* SET EXERCISE *
Convert the rows starting at the line containing "Please segment every instance of the submerged" and ending at the line containing "104L253 73L202 90L157" into a two-column CSV with the headers input and output. Give one line per row, with its text and its answer each in a single quoted field and line breaks replaced by spaces.

_____

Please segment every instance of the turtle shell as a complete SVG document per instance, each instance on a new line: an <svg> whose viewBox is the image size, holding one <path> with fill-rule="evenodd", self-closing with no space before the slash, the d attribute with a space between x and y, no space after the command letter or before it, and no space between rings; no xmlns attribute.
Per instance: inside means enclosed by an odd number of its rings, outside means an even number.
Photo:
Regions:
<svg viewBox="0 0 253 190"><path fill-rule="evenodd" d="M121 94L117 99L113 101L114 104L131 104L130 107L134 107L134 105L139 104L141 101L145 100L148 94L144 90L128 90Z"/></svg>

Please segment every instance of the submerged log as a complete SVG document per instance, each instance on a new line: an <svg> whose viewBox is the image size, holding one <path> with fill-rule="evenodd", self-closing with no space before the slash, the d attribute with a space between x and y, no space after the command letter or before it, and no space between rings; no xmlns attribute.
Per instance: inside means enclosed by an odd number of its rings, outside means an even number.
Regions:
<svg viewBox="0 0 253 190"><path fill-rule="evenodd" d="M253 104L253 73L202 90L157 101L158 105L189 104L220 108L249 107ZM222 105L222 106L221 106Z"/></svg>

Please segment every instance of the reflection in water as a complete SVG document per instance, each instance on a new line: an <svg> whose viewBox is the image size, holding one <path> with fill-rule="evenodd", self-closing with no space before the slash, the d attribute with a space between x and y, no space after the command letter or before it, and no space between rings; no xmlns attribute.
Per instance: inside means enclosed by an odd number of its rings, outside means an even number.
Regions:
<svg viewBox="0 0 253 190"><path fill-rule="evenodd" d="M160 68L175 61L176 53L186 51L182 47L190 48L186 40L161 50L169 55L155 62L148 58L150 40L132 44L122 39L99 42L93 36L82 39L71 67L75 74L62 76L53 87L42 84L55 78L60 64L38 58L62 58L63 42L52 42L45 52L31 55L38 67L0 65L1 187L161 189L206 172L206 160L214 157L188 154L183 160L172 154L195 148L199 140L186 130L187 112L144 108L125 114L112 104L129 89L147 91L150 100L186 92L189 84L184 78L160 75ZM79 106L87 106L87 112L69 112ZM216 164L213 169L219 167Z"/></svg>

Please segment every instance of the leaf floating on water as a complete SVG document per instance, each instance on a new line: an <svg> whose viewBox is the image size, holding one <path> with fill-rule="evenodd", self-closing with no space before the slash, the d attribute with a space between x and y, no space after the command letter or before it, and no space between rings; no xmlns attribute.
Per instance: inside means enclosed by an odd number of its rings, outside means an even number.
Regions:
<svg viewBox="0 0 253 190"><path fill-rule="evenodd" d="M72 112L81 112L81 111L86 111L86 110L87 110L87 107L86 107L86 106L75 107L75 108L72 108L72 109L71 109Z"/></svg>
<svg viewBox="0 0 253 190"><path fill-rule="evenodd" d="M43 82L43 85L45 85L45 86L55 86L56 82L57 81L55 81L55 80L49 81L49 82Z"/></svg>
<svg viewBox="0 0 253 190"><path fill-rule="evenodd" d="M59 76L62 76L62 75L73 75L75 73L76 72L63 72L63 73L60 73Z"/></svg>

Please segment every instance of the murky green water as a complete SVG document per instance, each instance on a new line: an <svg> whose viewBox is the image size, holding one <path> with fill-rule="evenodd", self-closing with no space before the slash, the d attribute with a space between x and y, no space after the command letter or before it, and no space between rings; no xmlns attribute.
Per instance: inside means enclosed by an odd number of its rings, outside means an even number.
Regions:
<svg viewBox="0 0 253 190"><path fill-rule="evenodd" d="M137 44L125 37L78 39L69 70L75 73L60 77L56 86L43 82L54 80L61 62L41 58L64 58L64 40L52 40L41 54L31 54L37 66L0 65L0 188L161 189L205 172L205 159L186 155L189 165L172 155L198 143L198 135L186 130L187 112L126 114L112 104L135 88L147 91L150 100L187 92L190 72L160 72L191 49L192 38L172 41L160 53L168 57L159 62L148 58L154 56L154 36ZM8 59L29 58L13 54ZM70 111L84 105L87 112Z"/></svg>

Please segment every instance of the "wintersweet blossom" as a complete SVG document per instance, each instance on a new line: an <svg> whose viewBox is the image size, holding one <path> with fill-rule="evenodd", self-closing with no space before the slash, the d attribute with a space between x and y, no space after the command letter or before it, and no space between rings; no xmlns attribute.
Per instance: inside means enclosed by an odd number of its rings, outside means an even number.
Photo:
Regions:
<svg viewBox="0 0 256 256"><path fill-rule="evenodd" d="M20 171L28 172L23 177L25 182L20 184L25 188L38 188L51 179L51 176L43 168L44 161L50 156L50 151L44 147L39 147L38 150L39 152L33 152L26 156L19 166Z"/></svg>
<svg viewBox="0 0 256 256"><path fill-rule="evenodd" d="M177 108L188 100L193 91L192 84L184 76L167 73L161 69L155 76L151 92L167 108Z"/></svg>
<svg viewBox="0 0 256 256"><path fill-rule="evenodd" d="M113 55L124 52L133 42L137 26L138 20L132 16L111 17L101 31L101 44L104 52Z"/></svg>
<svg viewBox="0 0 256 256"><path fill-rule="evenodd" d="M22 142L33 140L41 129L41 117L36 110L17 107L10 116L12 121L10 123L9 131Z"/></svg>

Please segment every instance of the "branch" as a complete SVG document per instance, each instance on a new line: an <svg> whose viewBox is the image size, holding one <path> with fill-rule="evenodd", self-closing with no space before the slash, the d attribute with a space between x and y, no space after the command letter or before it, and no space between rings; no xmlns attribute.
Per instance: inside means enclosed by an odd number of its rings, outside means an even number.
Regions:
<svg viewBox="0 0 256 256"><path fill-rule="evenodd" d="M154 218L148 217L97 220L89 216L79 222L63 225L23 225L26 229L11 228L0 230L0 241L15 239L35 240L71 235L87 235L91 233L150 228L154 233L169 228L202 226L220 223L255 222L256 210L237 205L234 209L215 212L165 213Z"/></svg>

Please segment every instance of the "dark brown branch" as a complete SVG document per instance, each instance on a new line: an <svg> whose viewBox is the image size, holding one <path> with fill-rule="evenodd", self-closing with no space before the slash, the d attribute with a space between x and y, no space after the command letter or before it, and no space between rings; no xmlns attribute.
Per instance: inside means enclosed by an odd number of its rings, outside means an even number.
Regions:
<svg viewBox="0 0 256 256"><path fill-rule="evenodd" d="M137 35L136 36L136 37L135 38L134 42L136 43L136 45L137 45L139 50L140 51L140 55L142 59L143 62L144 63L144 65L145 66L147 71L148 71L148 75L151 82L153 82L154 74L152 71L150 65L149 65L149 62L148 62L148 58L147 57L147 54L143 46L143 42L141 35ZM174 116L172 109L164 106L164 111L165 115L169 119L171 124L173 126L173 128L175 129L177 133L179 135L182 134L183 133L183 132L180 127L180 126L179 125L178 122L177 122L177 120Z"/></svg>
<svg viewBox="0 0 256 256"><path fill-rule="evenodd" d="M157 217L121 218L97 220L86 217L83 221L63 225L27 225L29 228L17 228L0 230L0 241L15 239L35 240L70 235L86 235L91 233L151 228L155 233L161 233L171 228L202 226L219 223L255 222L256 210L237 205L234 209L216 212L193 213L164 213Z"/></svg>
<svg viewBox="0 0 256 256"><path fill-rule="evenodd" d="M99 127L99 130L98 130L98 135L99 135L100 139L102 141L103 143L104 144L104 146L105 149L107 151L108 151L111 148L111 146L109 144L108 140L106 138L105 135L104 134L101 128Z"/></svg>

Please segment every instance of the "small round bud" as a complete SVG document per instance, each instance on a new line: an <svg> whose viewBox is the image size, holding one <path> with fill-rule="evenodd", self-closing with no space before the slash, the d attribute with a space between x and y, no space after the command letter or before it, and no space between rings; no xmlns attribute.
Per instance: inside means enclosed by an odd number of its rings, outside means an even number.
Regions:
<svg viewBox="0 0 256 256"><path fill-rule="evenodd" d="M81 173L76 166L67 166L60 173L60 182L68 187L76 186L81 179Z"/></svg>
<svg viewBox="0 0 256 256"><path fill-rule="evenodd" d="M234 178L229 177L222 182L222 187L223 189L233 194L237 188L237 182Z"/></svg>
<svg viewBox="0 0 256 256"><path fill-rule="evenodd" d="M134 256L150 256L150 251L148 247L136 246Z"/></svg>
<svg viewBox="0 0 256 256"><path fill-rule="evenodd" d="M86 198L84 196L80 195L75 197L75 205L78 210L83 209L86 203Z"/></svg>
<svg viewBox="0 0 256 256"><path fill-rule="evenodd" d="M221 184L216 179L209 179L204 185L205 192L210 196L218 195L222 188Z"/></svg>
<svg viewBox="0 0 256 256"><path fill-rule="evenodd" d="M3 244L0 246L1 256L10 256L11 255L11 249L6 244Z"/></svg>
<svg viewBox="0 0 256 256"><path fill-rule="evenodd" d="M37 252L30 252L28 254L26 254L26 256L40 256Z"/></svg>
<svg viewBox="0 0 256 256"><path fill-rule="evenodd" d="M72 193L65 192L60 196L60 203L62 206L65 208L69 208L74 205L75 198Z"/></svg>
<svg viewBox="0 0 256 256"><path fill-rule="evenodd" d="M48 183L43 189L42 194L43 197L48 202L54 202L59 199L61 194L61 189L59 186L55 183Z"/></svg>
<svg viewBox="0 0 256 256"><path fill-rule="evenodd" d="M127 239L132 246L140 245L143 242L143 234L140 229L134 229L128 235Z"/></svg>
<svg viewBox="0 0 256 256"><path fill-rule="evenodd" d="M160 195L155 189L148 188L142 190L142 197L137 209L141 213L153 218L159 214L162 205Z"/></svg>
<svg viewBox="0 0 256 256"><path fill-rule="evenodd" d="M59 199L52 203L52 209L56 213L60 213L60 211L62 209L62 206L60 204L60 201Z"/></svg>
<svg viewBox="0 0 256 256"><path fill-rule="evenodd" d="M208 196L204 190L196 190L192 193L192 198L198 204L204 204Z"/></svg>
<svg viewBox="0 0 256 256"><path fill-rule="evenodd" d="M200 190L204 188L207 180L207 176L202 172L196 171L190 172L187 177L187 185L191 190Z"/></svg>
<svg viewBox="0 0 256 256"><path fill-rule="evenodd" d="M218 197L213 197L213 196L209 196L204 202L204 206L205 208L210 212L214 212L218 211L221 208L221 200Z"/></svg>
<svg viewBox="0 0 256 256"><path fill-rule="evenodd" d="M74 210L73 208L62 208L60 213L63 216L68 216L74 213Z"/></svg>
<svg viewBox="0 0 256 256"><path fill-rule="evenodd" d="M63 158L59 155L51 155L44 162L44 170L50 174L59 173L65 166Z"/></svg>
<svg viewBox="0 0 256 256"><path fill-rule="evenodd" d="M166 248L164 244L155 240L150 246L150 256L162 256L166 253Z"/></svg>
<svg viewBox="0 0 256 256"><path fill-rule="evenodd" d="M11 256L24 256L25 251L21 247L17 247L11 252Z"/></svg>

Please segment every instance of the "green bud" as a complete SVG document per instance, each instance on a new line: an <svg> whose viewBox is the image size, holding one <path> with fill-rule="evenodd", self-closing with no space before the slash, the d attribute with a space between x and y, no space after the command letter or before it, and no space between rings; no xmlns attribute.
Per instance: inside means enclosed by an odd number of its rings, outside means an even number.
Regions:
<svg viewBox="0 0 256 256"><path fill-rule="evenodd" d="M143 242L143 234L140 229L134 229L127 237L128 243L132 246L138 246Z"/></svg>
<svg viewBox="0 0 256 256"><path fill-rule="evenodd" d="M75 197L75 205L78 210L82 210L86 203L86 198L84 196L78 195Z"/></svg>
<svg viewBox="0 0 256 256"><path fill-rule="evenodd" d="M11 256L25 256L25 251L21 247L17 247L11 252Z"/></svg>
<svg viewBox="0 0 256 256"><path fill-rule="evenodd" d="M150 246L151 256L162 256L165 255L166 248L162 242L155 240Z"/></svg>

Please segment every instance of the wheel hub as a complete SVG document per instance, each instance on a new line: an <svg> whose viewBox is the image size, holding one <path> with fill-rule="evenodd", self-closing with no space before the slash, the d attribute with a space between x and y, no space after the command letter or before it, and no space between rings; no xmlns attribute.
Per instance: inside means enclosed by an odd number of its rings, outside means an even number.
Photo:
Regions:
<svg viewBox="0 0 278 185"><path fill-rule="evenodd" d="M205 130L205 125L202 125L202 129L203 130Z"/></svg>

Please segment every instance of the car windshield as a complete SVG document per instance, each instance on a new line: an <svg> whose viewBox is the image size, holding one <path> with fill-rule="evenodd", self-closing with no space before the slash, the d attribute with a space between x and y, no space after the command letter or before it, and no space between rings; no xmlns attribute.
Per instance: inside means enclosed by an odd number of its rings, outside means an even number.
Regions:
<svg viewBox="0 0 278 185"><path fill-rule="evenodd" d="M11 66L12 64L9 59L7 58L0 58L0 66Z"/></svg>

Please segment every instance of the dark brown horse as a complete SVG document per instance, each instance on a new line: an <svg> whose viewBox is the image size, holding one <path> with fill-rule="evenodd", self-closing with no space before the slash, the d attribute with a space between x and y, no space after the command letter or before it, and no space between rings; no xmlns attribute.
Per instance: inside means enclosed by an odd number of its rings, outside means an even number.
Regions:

_____

* ANSWER TO THE TASK *
input,output
"Please segment every instance of the submerged log as a complete SVG document per instance, each instance on a new line: an <svg> whose viewBox is the image size, holding one <path> with fill-rule=""evenodd"", self-closing with no space before the slash, the d attribute with a space between x and y, no space after the command letter or before it, and no space between rings; no xmlns attribute. Per instance: inside means enclosed by an odd number of its rings, outside means an even number. Regions:","<svg viewBox=""0 0 253 190""><path fill-rule=""evenodd"" d=""M253 104L253 73L202 90L157 101L158 105L189 104L220 108L249 107ZM222 105L222 106L221 106Z""/></svg>"